» **Your instructions**
When you copy from the entries that follow, take only the lines from the one with "I would appreciate your help locating the bush" down to the one with "I would appreciate your help locating the crenellated", keeping both ends and dropping every picture.

Saved data entries

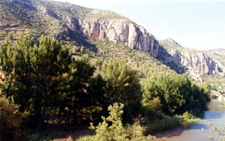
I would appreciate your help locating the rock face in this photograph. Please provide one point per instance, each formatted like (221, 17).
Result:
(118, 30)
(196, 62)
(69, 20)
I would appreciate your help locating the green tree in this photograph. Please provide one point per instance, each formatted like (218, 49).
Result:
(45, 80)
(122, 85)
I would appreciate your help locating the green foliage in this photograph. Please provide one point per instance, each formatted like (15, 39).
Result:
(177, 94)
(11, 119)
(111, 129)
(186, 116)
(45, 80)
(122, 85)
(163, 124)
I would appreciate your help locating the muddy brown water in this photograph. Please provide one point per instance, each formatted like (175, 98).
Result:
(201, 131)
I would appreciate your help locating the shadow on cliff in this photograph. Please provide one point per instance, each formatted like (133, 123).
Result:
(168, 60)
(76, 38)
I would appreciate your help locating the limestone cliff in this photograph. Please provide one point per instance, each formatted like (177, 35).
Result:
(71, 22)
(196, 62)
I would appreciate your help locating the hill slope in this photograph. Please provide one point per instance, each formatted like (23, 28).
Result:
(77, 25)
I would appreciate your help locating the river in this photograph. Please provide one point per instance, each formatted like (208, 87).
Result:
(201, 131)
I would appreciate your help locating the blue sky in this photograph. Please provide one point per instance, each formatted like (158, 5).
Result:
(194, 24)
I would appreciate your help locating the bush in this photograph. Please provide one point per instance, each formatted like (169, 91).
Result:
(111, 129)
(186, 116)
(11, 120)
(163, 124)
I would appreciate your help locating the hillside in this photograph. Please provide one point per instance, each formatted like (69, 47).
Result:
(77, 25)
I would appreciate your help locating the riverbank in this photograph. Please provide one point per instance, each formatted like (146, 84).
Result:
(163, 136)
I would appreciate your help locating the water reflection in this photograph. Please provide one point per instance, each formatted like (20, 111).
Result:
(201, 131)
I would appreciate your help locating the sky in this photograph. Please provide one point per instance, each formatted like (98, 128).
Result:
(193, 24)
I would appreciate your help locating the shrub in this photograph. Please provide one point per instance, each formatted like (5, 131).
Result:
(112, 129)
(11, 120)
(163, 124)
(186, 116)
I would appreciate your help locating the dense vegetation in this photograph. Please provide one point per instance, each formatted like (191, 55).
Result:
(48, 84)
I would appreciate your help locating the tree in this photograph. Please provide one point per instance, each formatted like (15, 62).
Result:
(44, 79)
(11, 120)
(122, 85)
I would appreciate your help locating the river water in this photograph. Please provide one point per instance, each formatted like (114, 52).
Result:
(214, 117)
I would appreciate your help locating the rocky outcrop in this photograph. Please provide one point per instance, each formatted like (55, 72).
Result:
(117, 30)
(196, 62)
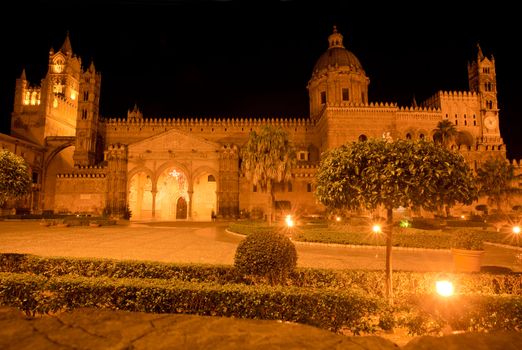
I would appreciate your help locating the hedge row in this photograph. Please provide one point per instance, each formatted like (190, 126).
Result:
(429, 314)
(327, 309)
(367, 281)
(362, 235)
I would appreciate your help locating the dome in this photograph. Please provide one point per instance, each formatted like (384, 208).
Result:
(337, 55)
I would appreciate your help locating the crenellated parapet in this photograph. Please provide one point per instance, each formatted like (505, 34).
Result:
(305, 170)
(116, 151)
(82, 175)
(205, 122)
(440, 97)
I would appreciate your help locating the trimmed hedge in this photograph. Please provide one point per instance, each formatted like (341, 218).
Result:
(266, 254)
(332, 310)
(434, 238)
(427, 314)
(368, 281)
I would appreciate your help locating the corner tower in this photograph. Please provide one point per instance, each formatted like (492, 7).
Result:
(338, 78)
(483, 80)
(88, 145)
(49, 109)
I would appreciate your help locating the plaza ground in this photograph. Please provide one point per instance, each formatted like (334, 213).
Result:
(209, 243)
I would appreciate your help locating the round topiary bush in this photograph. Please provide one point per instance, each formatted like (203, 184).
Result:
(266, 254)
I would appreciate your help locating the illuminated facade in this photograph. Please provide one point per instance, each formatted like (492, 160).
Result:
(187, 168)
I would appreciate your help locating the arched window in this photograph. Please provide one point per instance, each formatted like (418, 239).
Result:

» **The answer**
I would appreciate your help locating the bush in this photograph. Please provide one point per instance, each formatted like (169, 91).
Result:
(111, 129)
(186, 116)
(11, 120)
(163, 124)
I would appreciate your help locating the hillside in this photograph. Please provide one point per instance, each formatted like (69, 47).
Result:
(77, 25)
I would appreciate your help locating the riverbank in this photograph. Please provide one point per instance, each formatted like (146, 84).
Result:
(163, 136)
I would appreciate your help locating the water reflection in this photograph. Please provide one point per instance, each formatted like (20, 111).
Result:
(201, 131)
I would appreciate your help locating the sky in this photograph. Please provide one point per instance, each formatted like (98, 128).
Result:
(193, 24)
I would appreciate your help locating the shrub in this photograph. Please provide one point per instance, each formatted like (5, 131).
Result:
(112, 129)
(11, 120)
(163, 124)
(186, 116)
I would appreciate your help locating the dense vegetation in this photograph. Please provide one point per instance, each formatted like (191, 55).
Result:
(48, 84)
I would appreciate your help locating the tree in this photograph. Please provide one point per instance, each formatted like (15, 62).
Result:
(44, 79)
(11, 120)
(122, 85)
I would appreciate your help locating the river water in this photograph. Please provide one point per instance, each formatted like (114, 52).
Result:
(214, 117)
I would appreciate your help locating the rocky outcrop in this photograph. Please provide one point per instance, each formatted like (55, 72).
Result:
(117, 30)
(196, 62)
I would appreciate your help locating the hedge row in this photograph. Please provide one point per instance, each formatted like (190, 126).
Result:
(429, 314)
(327, 309)
(367, 281)
(362, 235)
I would appreciate your help locating the dome in this photograph. Please provide one point per instance, each formatted like (384, 208).
Result:
(337, 55)
I would appreciate your help locating the crenellated parapet in this photograph. Please provide one point per instance, each formatted like (505, 34).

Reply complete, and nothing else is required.